PAGE EXTRACT:
·····
The 1906–07 Federal Amateur Hockey League (FAHL) season lasted from December 28 until March 6. The four teams were to play a twelve game schedule, but the season ended early when two teams resigned from the league – the Montreal Montagnards over a dispute with a league ruling, and Cornwall HC when their top scorer, Owen 'Bud' McCourt, died following an on-ice brawl with the Ottawa Victorias. Ottawa were awarded the season championship.

Season 

Morrisburg HC joined the league for the season, but was not of the same calibre as the others and did not win a game.

Highlights 

Cornwall defeated Ottawa Victorias on February 15. Ottawa protested the game, as Cornwall players Degray and McCourt had also played two games that season with the Montreal Shamrocks in the rival Eastern Canada Amateur Hockey Association (ECAHA). The FAHL ordered the match be replayed, in Cornwall, on March 6, and did allow McCourt to play for Cornwall. During an on-ice brawl at the rematch, McCourt was struck in the head by the hockey sticks of two or more Ottawa players and knocked unconscious. McCourt died the next day, and Cornwall resigned from the league.
·····
DATA:
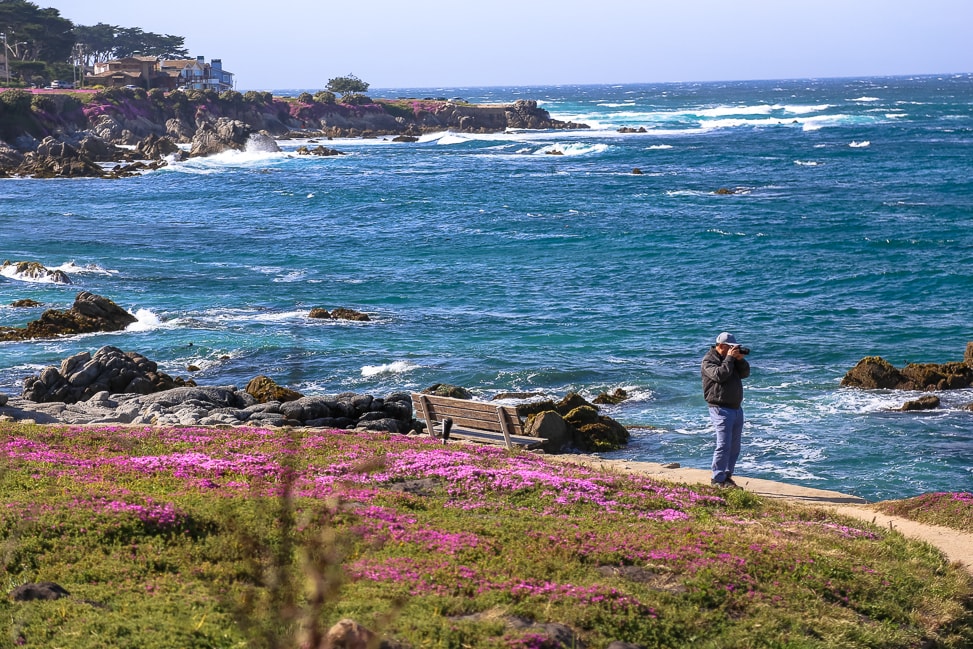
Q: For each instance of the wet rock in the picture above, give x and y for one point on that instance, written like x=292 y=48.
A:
x=219 y=136
x=318 y=151
x=81 y=377
x=155 y=147
x=35 y=271
x=264 y=389
x=614 y=398
x=925 y=402
x=447 y=390
x=874 y=372
x=338 y=314
x=90 y=313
·····
TASKS TO COMPLETE:
**a)** Condense the paragraph of the hockey season text that begins "Cornwall defeated Ottawa Victorias" into a shorter version that keeps its main facts.
**b)** In the hockey season text, edit the passage from "The 1906–07 Federal" up to and including "win a game.", replacing "calibre" with "caliber".

FULL ANSWERS:
**a)** Cornwall beat the Ottawa Victorias on February 15. Ottawa protested because Cornwall players Degray and McCourt had also played two games that season for the Montreal Shamrocks in the rival ECAHA. The FAHL ordered a replay in Cornwall on March 6 and allowed McCourt to play. During a brawl in the rematch, the sticks of two or more Ottawa players struck McCourt in the head and knocked him unconscious. He died the next day, and Cornwall resigned from the league.

**b)**
The 1906–07 Federal Amateur Hockey League (FAHL) season lasted from December 28 until March 6. The four teams were to play a twelve game schedule, but the season ended early when two teams resigned from the league – the Montreal Montagnards over a dispute with a league ruling, and Cornwall HC when their top scorer, Owen 'Bud' McCourt, died following an on-ice brawl with the Ottawa Victorias. Ottawa were awarded the season championship.

Season 

Morrisburg HC joined the league for the season, but was not of the same caliber as the others and did not win a game.